━━ EXCERPTED PASSAGE ━━
I think some other rationalists share this pessimistic inclination, which leads them to think that we had better just get AI right early on, when it is still under the control of a single tech company and we aren't forced to deal with the pandora's box of geopolitical/coordination issues around deployment. (I think this is the wrong attitude -- getting AI right early on would be great, but we still need to think about all these problems as a "Plan B" in case not everything goes swimmingly.)
Since the cause of my despair is the lack of "civilizational adequacy", I find myself drawn to the idea of new institutions (like prediction markets, charter cities, improved voting systems, etc) which might be able to help our society make better decisions. (For instance, if prediction markets were more widely used, society might be quicker to build common knowledge about the danger of misalignment risk. As a stretch goal, maybe prediction markets could actually help us evaluate and quickly implement good policies in response to the danger, preventing us from flailing around a la the covid-19 response! For more detail along these lines, see my winning entry in the Future of Life Institute's "A.I. Worldbuilding Competition", which was all about my hope that improved institutional designs could help create a wiser civilization better able to safely develop AI.)
One major drawback of this hope is that the timelines might not match up -- advanced AI might be developed soon, while these speculative ideas might take decades to make their way from small-scale experiments to the level of maturity where they can powerfully influence national decisionmaking. Nevertheless, it still seems like a promising strategy to have in one's portfolio, if only to help in scenarios where AI is developed in the second half of this century or later.
How do you think about this issue? Is the idea of creating new experimental institutions and leveling up civilizational adequacy too indirect/dilute/meta compared to trying to directly influence existing institutions / decisionmakers? Too slow-acting, as mentioned above? Maybe prediction markets (and other ideas) just aren't promising enough, or are too intractable because of political opposition?
(Apologies for the late reply!) I think working on improved institutions is a good goal that could potentially help, and I'm excited about some of the work going on in general categories you mentioned. It's not my focus because (a) I do think the "timelines don't match up" problem is big; (b) I think it's really hard to identify specific interventions that would improve all decision-making - it's really hard to predict the long-run effects of any given reform (e.g., a new voting system) as the context changes. Accordingly, what feels most pressing to me is getting more clarity on specific measures that can be taken to reduce the biggest risks to humanity, and then looking specifically at which institutional changes would make the world better-positioned to evaluate and act on those types of measures. Hence my interest in AI strategy "nearcasting" and in AI safety standards.
━━━
━━ SUPPLIED INFORMATION ━━
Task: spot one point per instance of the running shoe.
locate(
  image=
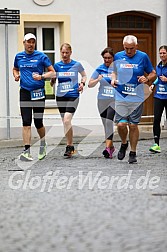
━━━
WORK INSTRUCTION -
Transcribe the part of the forum thread on institutions and AI risk starting at "(Apologies for the" and ending at "AI safety standards.". The lines above aren't needed for this.

RESULT -
(Apologies for the late reply!) I think working on improved institutions is a good goal that could potentially help, and I'm excited about some of the work going on in general categories you mentioned. It's not my focus because (a) I do think the "timelines don't match up" problem is big; (b) I think it's really hard to identify specific interventions that would improve all decision-making - it's really hard to predict the long-run effects of any given reform (e.g., a new voting system) as the context changes. Accordingly, what feels most pressing to me is getting more clarity on specific measures that can be taken to reduce the biggest risks to humanity, and then looking specifically at which institutional changes would make the world better-positioned to evaluate and act on those types of measures. Hence my interest in AI strategy "nearcasting" and in AI safety standards.